TASK -
Copy every line of the entries below word for word, from the first entry through the last. Leave the pictures out of your copy.

ENTRIES -
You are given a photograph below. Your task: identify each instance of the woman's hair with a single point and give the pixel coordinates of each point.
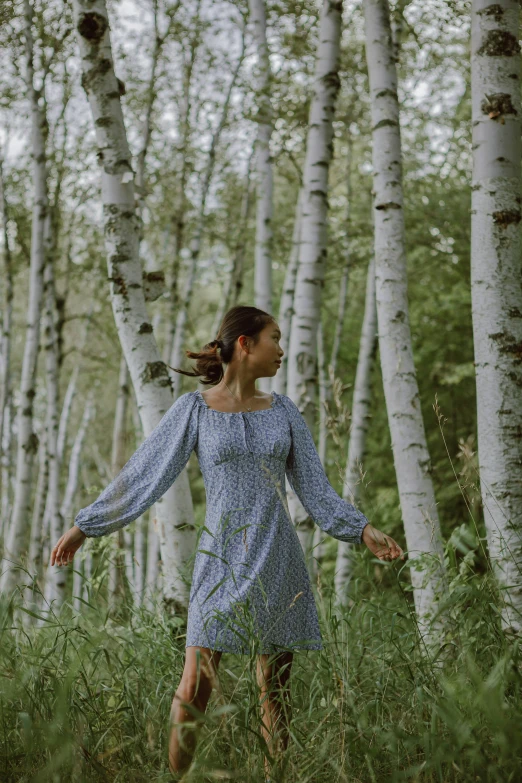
(239, 320)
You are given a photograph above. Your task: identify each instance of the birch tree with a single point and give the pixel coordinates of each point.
(197, 237)
(358, 429)
(302, 358)
(496, 288)
(410, 452)
(27, 441)
(286, 302)
(7, 320)
(148, 372)
(264, 177)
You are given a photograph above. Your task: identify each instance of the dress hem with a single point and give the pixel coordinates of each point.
(262, 652)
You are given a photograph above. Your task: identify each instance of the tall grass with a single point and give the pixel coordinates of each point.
(87, 697)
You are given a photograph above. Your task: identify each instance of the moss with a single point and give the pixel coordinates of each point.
(497, 43)
(506, 217)
(498, 104)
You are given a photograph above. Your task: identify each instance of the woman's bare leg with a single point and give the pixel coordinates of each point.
(273, 678)
(197, 681)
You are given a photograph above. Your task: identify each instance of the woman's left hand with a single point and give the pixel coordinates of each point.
(381, 545)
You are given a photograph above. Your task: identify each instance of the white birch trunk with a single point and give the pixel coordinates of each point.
(496, 288)
(264, 177)
(7, 320)
(55, 578)
(410, 452)
(286, 302)
(69, 396)
(138, 553)
(195, 246)
(27, 440)
(148, 372)
(359, 427)
(319, 537)
(36, 536)
(234, 283)
(343, 291)
(70, 494)
(116, 553)
(66, 509)
(181, 200)
(6, 468)
(302, 354)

CORRECT OUTPUT -
You are given a photograph below. Your task: identify each instance of the woman's hair with a single point and give the pixel coordinates of each point.
(239, 320)
You are given a photograph above. Your task: identify each instance of the birch tree with a single point and give the pixel coordinates of each point.
(197, 237)
(358, 429)
(302, 358)
(496, 288)
(410, 452)
(27, 441)
(286, 302)
(7, 320)
(148, 372)
(264, 177)
You are given a photograph above. Your task: identify each instance of the dress hem with a single point and give the pixel coordinates of each point.
(262, 652)
You are given a photograph above. Your task: identify each instance of the tall grass with a single point and give the pixel coordinates of each point.
(87, 697)
You are given a photograph above. Your task: identify each instance of the moss with a single point and give the pixel coordinates of each point.
(497, 43)
(506, 217)
(498, 104)
You are given a photograph above. Your task: identify each instance of the woman's bare leg with a single point and give the pixel coordinates of each point.
(273, 678)
(197, 681)
You are given a photograph above. Your task: identify each instance of the woman's left hand with a single point and give the pixel coordinates of each point.
(381, 545)
You are given a photograph above. Your task: identify each instance of the white birch trunk with a single point and give the pixel coordinates of each point.
(496, 288)
(264, 177)
(7, 320)
(55, 578)
(410, 452)
(286, 302)
(69, 396)
(138, 553)
(195, 246)
(27, 440)
(148, 372)
(359, 427)
(319, 537)
(36, 536)
(234, 283)
(343, 291)
(70, 494)
(116, 553)
(66, 509)
(181, 200)
(6, 468)
(302, 354)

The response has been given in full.